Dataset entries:
=== Begin Enclosure ===

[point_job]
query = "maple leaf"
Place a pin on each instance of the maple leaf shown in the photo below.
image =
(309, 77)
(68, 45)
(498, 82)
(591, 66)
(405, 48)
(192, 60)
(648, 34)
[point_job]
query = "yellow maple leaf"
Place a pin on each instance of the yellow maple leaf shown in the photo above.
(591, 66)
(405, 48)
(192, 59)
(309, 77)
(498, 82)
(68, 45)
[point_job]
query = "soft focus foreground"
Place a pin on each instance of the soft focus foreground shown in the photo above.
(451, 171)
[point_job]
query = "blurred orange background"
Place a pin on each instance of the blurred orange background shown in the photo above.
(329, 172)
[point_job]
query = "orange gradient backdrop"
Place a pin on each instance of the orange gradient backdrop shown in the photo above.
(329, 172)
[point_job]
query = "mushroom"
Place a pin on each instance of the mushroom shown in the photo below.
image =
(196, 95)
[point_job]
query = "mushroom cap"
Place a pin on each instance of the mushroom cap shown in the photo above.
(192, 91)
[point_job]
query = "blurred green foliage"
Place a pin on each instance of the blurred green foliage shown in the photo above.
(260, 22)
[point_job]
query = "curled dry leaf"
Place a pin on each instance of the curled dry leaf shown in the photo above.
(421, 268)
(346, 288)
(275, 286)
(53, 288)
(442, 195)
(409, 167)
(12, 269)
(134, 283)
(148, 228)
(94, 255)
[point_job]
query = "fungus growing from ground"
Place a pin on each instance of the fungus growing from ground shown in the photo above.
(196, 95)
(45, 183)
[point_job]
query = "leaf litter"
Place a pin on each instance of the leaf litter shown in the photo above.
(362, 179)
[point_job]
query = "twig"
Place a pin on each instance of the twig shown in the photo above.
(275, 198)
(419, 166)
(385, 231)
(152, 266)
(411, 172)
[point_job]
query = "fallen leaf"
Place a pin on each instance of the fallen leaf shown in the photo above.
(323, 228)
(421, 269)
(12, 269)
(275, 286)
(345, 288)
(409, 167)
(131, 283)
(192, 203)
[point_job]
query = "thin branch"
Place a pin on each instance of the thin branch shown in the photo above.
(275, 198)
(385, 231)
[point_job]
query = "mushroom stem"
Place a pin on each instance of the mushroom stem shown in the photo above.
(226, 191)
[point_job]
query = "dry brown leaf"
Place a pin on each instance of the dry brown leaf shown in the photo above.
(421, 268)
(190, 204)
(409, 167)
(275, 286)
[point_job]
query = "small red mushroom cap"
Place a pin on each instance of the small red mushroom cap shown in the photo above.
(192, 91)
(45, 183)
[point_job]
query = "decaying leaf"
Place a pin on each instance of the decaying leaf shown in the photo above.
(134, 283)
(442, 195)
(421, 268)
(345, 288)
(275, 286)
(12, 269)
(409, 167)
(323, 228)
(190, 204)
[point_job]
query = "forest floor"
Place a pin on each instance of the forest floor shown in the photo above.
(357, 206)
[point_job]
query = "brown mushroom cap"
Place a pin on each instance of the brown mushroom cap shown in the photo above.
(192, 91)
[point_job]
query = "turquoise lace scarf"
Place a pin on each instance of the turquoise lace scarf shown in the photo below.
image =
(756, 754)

=== End Enclosure ===

Check the data for the word "turquoise" and pull out the lines that have it.

**RESPONSE TO THIS TASK**
query = "turquoise lace scarf"
Place a pin on each instance of the turquoise lace scarf shown in the photo below.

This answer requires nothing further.